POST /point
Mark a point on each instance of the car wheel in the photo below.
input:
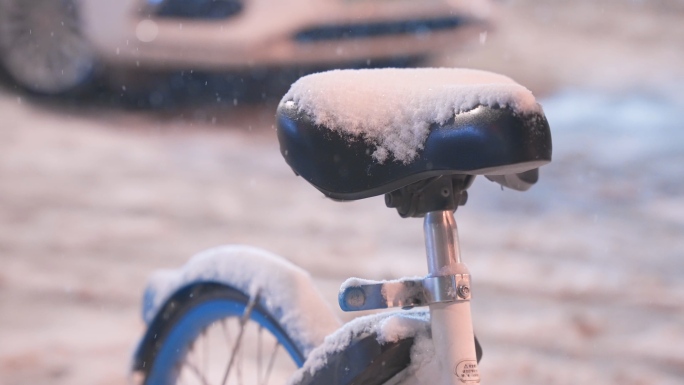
(42, 46)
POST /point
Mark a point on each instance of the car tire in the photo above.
(43, 47)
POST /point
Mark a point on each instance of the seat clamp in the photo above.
(358, 294)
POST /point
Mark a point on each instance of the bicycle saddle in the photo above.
(354, 134)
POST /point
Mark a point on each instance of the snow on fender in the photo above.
(285, 290)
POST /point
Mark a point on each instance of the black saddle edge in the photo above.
(517, 176)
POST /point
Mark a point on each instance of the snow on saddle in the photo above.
(354, 134)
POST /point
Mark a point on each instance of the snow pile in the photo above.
(388, 327)
(394, 108)
(285, 290)
(397, 292)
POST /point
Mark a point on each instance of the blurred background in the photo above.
(134, 134)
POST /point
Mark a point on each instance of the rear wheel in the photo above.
(42, 45)
(218, 335)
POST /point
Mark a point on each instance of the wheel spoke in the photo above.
(271, 362)
(243, 320)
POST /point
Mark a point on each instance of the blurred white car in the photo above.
(54, 46)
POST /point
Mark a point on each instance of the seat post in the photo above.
(452, 327)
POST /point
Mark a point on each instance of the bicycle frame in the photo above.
(452, 328)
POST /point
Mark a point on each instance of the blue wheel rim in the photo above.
(194, 321)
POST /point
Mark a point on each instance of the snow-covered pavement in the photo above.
(577, 281)
(579, 278)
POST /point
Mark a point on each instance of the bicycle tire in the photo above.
(189, 316)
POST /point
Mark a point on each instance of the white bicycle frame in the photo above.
(446, 290)
(452, 327)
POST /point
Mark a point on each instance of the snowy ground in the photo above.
(576, 281)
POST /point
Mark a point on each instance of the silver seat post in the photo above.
(452, 329)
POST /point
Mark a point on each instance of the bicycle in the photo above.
(418, 136)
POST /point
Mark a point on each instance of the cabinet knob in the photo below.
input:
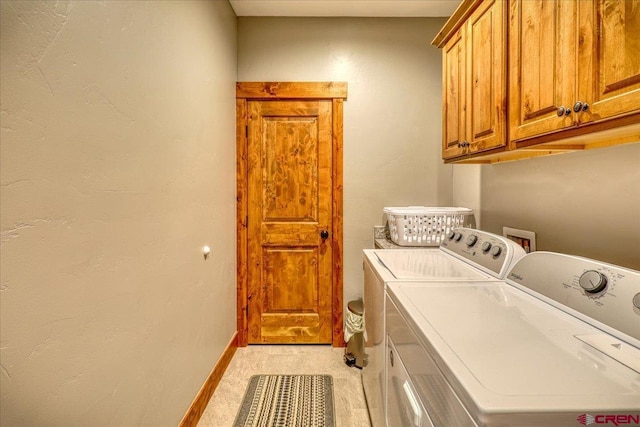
(580, 106)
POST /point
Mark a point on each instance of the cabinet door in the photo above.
(609, 58)
(542, 66)
(486, 78)
(453, 96)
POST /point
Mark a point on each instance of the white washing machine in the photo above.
(557, 343)
(465, 255)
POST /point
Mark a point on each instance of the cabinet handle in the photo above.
(580, 106)
(577, 107)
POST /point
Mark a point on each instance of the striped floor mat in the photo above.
(287, 401)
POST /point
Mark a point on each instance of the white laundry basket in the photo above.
(425, 226)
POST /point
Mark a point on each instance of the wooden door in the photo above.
(609, 58)
(486, 78)
(542, 66)
(453, 96)
(289, 221)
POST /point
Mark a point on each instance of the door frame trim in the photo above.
(337, 93)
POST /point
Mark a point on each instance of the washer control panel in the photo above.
(489, 252)
(606, 293)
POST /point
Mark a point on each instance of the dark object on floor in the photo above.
(354, 328)
(287, 401)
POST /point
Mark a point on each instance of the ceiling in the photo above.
(360, 8)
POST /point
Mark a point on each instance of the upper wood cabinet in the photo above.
(572, 63)
(474, 83)
(572, 80)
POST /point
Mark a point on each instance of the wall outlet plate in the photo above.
(525, 238)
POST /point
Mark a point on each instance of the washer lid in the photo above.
(427, 264)
(510, 352)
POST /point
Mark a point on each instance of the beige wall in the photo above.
(117, 166)
(585, 204)
(392, 118)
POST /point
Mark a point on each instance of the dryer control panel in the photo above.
(489, 252)
(589, 289)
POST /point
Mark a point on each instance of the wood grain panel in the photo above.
(453, 96)
(609, 54)
(328, 323)
(291, 163)
(291, 90)
(487, 73)
(541, 56)
(284, 295)
(290, 204)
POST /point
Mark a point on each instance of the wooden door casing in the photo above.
(289, 175)
(332, 94)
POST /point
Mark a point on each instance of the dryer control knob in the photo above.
____
*Short task*
Pull out every line of the material above that contains the word "blurred", and match the word case-sensitively.

*Full answer*
Mark a point on each instance of the blurred background in the photo above.
Mark a point on each instance of the blurred white car in the photo above.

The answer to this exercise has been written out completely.